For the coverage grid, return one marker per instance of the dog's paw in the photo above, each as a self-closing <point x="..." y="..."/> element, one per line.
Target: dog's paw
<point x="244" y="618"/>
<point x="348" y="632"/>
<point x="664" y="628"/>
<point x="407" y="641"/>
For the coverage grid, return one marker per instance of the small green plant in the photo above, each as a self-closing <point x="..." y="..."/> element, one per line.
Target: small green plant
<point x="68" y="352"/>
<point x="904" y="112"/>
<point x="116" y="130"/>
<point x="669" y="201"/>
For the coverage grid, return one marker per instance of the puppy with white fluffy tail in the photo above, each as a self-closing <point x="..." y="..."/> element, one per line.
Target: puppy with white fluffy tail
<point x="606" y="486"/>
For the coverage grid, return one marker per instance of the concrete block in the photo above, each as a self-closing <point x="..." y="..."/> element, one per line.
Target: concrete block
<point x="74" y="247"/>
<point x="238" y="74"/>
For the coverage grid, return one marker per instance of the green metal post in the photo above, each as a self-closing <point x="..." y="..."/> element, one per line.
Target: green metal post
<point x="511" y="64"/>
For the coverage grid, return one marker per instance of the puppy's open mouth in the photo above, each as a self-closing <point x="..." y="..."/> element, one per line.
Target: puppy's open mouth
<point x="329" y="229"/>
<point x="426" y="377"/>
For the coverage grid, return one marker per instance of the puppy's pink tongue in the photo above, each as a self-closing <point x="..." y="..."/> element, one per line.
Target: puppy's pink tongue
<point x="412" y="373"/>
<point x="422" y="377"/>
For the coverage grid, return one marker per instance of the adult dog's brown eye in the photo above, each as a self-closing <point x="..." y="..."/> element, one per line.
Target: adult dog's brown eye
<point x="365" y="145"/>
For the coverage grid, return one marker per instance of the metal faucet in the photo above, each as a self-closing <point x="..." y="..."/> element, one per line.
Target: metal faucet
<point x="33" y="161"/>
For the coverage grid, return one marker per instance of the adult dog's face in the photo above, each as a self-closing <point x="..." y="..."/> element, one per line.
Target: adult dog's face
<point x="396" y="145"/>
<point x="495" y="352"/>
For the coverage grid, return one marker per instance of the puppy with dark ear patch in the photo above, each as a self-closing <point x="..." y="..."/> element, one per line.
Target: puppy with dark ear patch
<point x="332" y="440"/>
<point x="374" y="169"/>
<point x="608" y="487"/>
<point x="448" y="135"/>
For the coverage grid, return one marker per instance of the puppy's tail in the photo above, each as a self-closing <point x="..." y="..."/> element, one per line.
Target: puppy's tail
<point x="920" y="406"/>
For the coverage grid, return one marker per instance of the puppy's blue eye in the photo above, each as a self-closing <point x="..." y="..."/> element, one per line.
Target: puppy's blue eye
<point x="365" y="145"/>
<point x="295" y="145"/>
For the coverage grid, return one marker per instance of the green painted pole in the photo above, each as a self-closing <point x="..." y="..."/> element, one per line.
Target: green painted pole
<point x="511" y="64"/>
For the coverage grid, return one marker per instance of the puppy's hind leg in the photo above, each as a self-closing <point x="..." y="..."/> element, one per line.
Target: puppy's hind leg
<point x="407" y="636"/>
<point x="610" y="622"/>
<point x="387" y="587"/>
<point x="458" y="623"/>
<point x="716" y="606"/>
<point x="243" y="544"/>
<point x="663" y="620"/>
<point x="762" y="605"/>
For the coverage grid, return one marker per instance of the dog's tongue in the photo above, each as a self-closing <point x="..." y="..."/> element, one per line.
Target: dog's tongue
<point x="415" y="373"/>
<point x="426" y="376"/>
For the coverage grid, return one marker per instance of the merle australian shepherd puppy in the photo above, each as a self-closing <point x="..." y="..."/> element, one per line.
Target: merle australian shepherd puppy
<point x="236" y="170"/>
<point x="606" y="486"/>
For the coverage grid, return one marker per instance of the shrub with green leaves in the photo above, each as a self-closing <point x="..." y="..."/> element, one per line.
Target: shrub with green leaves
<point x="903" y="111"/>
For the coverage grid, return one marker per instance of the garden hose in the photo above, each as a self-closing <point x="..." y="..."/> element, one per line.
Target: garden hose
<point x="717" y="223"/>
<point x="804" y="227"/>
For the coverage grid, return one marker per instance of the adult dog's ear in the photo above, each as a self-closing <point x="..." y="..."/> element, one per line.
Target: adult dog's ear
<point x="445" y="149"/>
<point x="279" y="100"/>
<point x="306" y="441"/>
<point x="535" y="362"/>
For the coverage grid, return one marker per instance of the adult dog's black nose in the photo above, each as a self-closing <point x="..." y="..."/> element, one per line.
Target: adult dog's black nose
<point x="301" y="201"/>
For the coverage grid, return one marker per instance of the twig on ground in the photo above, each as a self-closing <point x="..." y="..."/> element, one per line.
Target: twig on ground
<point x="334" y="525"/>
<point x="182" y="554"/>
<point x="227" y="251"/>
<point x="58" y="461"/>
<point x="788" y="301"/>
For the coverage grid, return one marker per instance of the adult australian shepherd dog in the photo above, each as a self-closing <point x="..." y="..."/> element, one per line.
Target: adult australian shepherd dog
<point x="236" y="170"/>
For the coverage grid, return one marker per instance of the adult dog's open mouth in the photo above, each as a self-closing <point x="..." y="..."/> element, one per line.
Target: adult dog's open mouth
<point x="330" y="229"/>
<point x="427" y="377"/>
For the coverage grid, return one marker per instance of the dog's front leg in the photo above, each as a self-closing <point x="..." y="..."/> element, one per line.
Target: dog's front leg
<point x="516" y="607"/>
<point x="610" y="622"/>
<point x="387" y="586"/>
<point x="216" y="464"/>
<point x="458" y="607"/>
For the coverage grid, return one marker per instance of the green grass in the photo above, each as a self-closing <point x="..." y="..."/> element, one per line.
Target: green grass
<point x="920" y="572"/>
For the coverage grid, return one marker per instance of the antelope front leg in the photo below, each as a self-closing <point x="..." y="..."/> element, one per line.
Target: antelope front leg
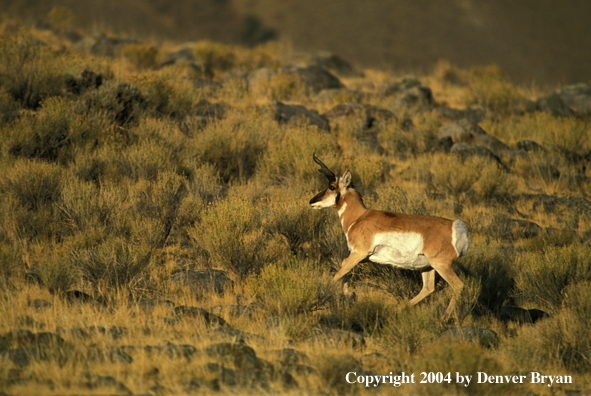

***

List every line of the entries above that contains the word "concrete". Case counts.

For the coverage grid, return one marker per instance of the concrete block in the photo above, each as a self-closing <point x="..." y="..."/> element, one per line.
Target: concrete block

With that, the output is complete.